→ Given problem:
Your task is to output the data exactly as it stands.

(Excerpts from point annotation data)
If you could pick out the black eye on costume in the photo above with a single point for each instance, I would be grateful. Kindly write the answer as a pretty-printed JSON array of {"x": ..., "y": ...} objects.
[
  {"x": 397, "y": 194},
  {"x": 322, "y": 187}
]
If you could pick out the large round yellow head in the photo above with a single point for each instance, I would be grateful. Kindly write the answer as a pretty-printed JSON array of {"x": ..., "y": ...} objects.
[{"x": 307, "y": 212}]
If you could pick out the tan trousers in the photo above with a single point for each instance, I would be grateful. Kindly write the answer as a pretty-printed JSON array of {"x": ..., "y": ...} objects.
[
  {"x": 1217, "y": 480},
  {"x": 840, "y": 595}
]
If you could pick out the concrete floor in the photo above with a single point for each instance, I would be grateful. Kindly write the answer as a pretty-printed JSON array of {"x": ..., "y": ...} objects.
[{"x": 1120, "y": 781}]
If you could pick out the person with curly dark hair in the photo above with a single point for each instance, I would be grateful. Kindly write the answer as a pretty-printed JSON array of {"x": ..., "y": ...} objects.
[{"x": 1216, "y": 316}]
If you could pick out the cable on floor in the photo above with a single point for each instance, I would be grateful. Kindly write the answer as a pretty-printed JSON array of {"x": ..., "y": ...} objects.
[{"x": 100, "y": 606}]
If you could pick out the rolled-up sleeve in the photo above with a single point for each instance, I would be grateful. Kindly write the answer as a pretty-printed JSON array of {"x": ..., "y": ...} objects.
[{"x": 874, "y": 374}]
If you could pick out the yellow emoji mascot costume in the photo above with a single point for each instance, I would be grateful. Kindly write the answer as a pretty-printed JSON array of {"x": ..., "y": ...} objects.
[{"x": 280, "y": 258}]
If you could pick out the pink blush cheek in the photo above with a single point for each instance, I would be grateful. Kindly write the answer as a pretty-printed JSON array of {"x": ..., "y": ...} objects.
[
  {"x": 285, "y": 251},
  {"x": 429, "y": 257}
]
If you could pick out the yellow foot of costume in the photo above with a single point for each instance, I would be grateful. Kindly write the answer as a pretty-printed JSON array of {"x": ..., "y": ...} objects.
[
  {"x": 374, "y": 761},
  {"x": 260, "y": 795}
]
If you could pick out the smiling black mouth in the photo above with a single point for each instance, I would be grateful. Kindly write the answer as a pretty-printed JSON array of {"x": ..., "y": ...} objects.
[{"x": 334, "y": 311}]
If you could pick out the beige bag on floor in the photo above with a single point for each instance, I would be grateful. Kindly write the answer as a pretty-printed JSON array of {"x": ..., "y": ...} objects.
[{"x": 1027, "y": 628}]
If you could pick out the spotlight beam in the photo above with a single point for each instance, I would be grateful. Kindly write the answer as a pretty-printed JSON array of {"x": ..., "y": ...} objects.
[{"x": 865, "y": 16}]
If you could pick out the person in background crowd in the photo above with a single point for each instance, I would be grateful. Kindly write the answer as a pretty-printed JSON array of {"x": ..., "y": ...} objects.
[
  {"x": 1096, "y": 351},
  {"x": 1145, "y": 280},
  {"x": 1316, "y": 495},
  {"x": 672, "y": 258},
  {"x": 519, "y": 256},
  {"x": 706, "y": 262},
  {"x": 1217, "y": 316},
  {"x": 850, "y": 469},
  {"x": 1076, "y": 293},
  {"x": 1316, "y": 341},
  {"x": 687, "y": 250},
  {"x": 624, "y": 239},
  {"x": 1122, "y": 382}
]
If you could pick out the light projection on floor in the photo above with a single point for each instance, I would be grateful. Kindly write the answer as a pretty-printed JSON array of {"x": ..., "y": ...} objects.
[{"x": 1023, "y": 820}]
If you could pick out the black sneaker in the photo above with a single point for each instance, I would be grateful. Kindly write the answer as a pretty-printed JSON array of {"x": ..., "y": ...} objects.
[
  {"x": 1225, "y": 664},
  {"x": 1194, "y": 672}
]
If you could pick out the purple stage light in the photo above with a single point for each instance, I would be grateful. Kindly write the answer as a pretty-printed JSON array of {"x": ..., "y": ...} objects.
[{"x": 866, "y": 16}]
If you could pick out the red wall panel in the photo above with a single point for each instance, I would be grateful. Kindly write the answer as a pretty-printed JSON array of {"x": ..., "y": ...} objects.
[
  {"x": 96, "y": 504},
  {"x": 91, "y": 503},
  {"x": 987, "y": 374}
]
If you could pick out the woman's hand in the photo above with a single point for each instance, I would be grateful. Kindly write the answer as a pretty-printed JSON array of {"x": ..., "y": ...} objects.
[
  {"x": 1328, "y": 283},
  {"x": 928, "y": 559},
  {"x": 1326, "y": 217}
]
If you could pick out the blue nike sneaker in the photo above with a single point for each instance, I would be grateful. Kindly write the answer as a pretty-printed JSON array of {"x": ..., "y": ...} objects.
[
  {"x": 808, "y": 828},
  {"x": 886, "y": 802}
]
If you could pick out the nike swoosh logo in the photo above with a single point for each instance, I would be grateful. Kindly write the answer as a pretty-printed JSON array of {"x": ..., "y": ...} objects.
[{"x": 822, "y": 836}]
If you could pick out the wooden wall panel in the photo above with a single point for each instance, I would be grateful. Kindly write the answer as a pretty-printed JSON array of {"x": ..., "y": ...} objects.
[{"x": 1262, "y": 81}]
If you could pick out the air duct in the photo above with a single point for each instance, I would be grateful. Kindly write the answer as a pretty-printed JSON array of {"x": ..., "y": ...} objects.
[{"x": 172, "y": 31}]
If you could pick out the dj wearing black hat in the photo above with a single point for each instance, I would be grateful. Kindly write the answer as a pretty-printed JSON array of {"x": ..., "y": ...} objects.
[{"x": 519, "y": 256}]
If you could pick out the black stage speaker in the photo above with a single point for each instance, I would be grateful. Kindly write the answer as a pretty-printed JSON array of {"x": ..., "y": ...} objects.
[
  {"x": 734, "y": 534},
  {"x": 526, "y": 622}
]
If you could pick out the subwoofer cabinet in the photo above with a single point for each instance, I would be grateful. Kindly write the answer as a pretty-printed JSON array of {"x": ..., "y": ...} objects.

→ Exercise response:
If you could pick out the black eye on costume in the photo above with a single point for each instance, I would be grateful. Kindly write the answer as a pretty-printed JSON array of {"x": ..., "y": ...} objects.
[
  {"x": 397, "y": 194},
  {"x": 322, "y": 187}
]
If you could pick out the large round yellow head in the photo above with a single point for each instance, I would be grateful. Kindly write the answer as a pretty-printed JSON array of {"x": ..., "y": ...} objects.
[{"x": 307, "y": 212}]
If you could pick out the tan trousers in the photo above with a single point for each instance, I would be grateful. Kindly write the answer as a pretty-printed JSON array of {"x": ..., "y": ...} objects.
[
  {"x": 1217, "y": 480},
  {"x": 840, "y": 595}
]
If you could pick out the concrete floor in the photo above with a single point for each instance, I would be grateful. Kindly write the answer as a pretty-printed JSON array of {"x": ..., "y": ...} objects.
[{"x": 1120, "y": 781}]
If you could pick out the person with curly dark hair in the photo above with a single point for each instance, I would be grateful. Kindly write the answer as a pretty-printed JSON array of {"x": ..., "y": ...} objects.
[{"x": 1216, "y": 316}]
If you could pick out the cable on floor in the photo above with a single point for each instance, I would be grateful. Kindly write the answer as a pretty-printed JSON array of {"x": ..., "y": ...} objects.
[{"x": 100, "y": 606}]
If you could pick out the rolled-up sleeve in the photo above with a single point for each instance, I would be grateful. Kindly write the answer as a pretty-printed JSON array of {"x": ..., "y": ...} objects.
[{"x": 874, "y": 374}]
If you could pick out the yellow emoji mascot costume in the photo above with a single point for each instance, I would be grateful. Kindly write the answer as a pretty-printed JSON array of {"x": ..., "y": ...} objects.
[{"x": 280, "y": 258}]
If you could pick out the pink blush cheek in the photo above with a single point for each instance, I would be grateful. Kindly write the answer as a pretty-printed JSON array of {"x": ..., "y": ...} objects.
[
  {"x": 285, "y": 251},
  {"x": 429, "y": 257}
]
If you could pick out the yellow foot of costume in the photo above with a single point for each instance, I would be grateful. Kindly write the answer as a pretty-printed JSON array of {"x": ..., "y": ...} objects.
[
  {"x": 374, "y": 761},
  {"x": 260, "y": 795}
]
If you could pick out the smiling black mouth in the photo above with a single point for each instance, I would be grateful. Kindly write the answer as a pretty-printed JSON array of {"x": ..., "y": ...} objects.
[{"x": 334, "y": 311}]
If you could pick out the beige bag on floor in the photo above with a single point for each instance, I would be grateful. Kindly write the answer as a pretty-printed JSON array of {"x": ..., "y": ...} objects.
[{"x": 1027, "y": 628}]
If you could pick out the spotlight beam in the photo above with a single point for each instance, I would be grateful. Kindly write the answer as a pretty-printed JSON array of {"x": ..., "y": ...} objects.
[{"x": 865, "y": 16}]
If you could pick out the person in background crowd in the photo above with a single point for each instance, I would be grateful. Kindly write the answer as a pretty-printed JSON array of {"x": ..., "y": ...} objects.
[
  {"x": 1096, "y": 351},
  {"x": 1145, "y": 280},
  {"x": 1316, "y": 495},
  {"x": 672, "y": 258},
  {"x": 519, "y": 256},
  {"x": 706, "y": 262},
  {"x": 1217, "y": 316},
  {"x": 850, "y": 469},
  {"x": 1076, "y": 293},
  {"x": 1316, "y": 341},
  {"x": 687, "y": 250},
  {"x": 624, "y": 239},
  {"x": 1122, "y": 382}
]
If you could pick out the light projection on floor in the photo above with a single point for each instance, I would be grateful. Kindly write the answer as a pretty-printed JSON array of {"x": ..., "y": ...} objects.
[{"x": 1023, "y": 820}]
If you could pick out the black sneaker in the photo above with a single point for each instance, I would be grateful. Kindly write the answer as a pretty-printed JSON array of {"x": ..., "y": ...} objects.
[
  {"x": 1225, "y": 664},
  {"x": 1194, "y": 672}
]
If you could pick out the purple stage light in the photo above with a single point for each instance, I would be grateful. Kindly write the answer as a pretty-printed JSON array of {"x": ..., "y": ...} objects.
[{"x": 866, "y": 16}]
If you could pick out the red wall panel in the photo above with a single point for each instance, I would be grateful. Kindly write the answer as a pretty-printed JSON array of {"x": ..., "y": ...} objects.
[
  {"x": 96, "y": 504},
  {"x": 91, "y": 503},
  {"x": 987, "y": 374}
]
If you could pick out the woman's hand in the photo above with a single point for each instance, I would be grateful. Kindly write the answer as a pretty-printed JSON array of {"x": ..., "y": ...} objects.
[
  {"x": 1328, "y": 283},
  {"x": 928, "y": 559},
  {"x": 1326, "y": 217}
]
If you could pick out the blue nike sneaker in the photo above with a single point for each instance, I would be grateful. Kindly write the answer as a pretty-printed JSON array of {"x": ..., "y": ...} objects.
[
  {"x": 808, "y": 828},
  {"x": 886, "y": 802}
]
If you could pick out the nike swoosh logo in the photo above with a single point for each instance, I would be grateful. Kindly write the answer as a pretty-printed JSON array of {"x": ..., "y": ...} objects.
[{"x": 822, "y": 836}]
If you could pick out the wooden wall panel in the photo above with a single point for each instance, I would be grateful. Kindly write the answer as a pretty-printed JSON array of {"x": ..., "y": ...} objects.
[{"x": 1262, "y": 81}]
If you could pick out the air duct in the photo above with a single point for each instance, I would be grateful. Kindly write the answer as a pretty-printed JSON array of {"x": ..., "y": ...} objects.
[{"x": 172, "y": 31}]
If you could pick out the dj wearing black hat in the photo above with a single point for each instance, I would be grateful. Kindly write the answer as a pretty-printed JSON array of {"x": ..., "y": ...} objects.
[{"x": 519, "y": 256}]
If you could pick out the black stage speaker in the photo above with a single point for each instance, I would be grateful. Kindly write the answer as a pretty-printed JSON array of {"x": ..., "y": ...} objects.
[
  {"x": 734, "y": 534},
  {"x": 526, "y": 622}
]
If you could pick out the subwoofer cabinet in the photo above with a single point for each instance, I would be grateful. Kindly write the answer as a pretty-printed JSON array of {"x": ..., "y": ...} objects.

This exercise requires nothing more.